Records from a data collection:
++++++++++++++++++++

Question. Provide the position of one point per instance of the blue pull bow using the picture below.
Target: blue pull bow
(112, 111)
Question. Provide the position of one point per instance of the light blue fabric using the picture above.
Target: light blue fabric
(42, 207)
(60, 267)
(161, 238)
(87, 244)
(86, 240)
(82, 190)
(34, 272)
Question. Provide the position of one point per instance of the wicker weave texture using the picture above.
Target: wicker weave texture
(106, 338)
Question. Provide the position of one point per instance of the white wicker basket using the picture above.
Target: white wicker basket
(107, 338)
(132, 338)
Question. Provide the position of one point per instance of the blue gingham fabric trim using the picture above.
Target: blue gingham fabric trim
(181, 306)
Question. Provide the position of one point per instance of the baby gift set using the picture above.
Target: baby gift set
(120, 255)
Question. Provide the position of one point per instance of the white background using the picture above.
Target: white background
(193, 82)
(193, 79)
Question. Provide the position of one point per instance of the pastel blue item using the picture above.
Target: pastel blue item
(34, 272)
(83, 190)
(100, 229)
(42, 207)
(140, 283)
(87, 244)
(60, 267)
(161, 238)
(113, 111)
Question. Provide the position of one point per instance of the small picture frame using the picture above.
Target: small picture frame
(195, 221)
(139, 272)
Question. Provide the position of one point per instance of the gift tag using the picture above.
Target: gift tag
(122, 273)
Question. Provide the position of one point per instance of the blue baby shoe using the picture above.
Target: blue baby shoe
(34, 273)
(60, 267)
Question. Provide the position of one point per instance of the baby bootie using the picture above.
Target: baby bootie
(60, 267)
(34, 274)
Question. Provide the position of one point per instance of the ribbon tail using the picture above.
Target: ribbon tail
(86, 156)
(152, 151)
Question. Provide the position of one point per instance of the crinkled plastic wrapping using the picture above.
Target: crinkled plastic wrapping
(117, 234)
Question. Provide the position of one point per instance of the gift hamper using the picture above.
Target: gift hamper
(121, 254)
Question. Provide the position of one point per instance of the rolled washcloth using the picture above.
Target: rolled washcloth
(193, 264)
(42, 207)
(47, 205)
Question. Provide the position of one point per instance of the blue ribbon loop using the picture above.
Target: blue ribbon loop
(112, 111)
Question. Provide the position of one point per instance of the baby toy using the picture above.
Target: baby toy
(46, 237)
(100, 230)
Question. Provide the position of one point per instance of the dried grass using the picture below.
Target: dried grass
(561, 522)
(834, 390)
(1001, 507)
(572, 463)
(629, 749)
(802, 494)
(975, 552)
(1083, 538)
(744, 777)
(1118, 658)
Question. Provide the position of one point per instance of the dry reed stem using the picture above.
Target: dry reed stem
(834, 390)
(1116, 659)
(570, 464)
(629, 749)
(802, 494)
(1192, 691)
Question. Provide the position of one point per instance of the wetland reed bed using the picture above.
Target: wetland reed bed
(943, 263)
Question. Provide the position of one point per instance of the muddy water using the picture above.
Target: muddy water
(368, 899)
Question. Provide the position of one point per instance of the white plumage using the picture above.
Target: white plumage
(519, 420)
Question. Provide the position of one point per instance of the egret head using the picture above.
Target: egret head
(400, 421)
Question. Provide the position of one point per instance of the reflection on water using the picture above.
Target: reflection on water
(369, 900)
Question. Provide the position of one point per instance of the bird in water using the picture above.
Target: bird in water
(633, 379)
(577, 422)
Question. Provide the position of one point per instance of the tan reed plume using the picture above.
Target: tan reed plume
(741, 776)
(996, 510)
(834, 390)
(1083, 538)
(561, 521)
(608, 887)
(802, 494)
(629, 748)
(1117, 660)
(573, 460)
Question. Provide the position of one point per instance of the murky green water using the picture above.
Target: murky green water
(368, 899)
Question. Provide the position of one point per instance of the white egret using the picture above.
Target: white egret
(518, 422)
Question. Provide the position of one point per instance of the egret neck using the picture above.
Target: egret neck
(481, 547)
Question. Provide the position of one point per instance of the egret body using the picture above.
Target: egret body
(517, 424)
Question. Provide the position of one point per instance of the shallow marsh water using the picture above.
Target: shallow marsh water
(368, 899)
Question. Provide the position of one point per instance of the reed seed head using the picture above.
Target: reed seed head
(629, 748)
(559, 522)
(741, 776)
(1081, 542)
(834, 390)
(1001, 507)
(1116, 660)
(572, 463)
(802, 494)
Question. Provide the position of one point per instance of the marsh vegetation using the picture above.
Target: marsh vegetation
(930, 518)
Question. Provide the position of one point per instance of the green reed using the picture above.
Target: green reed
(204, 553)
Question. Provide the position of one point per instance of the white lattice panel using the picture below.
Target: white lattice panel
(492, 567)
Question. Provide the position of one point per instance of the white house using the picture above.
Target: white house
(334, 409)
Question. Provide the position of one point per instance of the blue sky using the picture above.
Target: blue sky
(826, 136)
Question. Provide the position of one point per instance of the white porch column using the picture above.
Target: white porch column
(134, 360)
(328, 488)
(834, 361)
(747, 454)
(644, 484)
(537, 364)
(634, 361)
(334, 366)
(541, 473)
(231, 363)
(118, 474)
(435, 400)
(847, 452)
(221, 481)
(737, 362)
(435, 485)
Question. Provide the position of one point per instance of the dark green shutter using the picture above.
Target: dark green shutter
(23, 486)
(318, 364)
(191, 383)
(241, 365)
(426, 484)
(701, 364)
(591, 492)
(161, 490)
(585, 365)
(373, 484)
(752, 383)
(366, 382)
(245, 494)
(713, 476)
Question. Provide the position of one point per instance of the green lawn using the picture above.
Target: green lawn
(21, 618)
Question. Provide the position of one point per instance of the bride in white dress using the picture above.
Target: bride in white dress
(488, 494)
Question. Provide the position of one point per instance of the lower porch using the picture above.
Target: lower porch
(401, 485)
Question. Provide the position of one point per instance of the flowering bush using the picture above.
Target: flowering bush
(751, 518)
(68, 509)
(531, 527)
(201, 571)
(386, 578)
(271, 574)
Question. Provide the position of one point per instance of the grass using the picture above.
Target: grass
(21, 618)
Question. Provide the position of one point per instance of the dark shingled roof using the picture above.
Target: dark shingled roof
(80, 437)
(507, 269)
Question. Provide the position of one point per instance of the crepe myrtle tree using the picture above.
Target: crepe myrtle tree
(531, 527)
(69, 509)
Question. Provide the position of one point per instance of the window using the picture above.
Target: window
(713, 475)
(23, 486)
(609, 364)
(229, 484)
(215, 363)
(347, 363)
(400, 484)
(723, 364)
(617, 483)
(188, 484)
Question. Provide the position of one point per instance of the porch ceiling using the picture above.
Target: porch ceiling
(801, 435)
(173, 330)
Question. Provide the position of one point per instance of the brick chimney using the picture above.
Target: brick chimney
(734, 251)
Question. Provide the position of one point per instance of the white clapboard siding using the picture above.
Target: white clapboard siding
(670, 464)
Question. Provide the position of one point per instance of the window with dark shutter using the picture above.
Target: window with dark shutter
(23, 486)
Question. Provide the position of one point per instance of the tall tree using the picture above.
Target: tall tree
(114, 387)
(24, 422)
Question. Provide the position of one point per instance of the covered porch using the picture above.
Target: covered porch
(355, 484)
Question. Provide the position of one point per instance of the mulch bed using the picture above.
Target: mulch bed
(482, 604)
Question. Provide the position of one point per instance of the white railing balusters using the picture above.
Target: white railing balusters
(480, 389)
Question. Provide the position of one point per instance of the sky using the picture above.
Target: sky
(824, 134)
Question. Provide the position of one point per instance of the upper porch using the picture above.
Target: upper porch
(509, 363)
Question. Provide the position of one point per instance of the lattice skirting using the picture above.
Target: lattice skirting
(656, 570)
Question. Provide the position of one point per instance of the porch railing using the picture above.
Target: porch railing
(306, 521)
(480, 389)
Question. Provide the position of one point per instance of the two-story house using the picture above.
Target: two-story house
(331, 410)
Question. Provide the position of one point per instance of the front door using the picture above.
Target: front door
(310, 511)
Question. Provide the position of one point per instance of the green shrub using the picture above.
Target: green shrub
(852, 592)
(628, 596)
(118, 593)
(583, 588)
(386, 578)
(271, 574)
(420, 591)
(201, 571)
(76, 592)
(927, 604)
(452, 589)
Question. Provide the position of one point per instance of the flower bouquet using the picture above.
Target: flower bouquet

++++++++++++++++++++

Task goal: Starting from the line with "railing using the picture above." and ending with the final line of the data, quote every line exactly, both ends included.

Output:
Question. Provide the position of one point per instance of the porch railing using the picture above.
Target: porch railing
(306, 521)
(480, 389)
Question. Provide the position of one point per instance of the two-story house using the picture above.
Target: two-story house
(331, 410)
Question. Provide the position of one point per instance of the front door using the picture above.
Target: front door
(310, 511)
Question. Provide the position of one point per instance of the green shrub using the picture above.
Target: green shrub
(852, 592)
(628, 596)
(118, 593)
(583, 588)
(386, 578)
(271, 574)
(420, 591)
(201, 571)
(76, 592)
(927, 604)
(452, 589)
Question. Provide the position of one point per instance of the flower bouquet using the picture above.
Target: flower bouquet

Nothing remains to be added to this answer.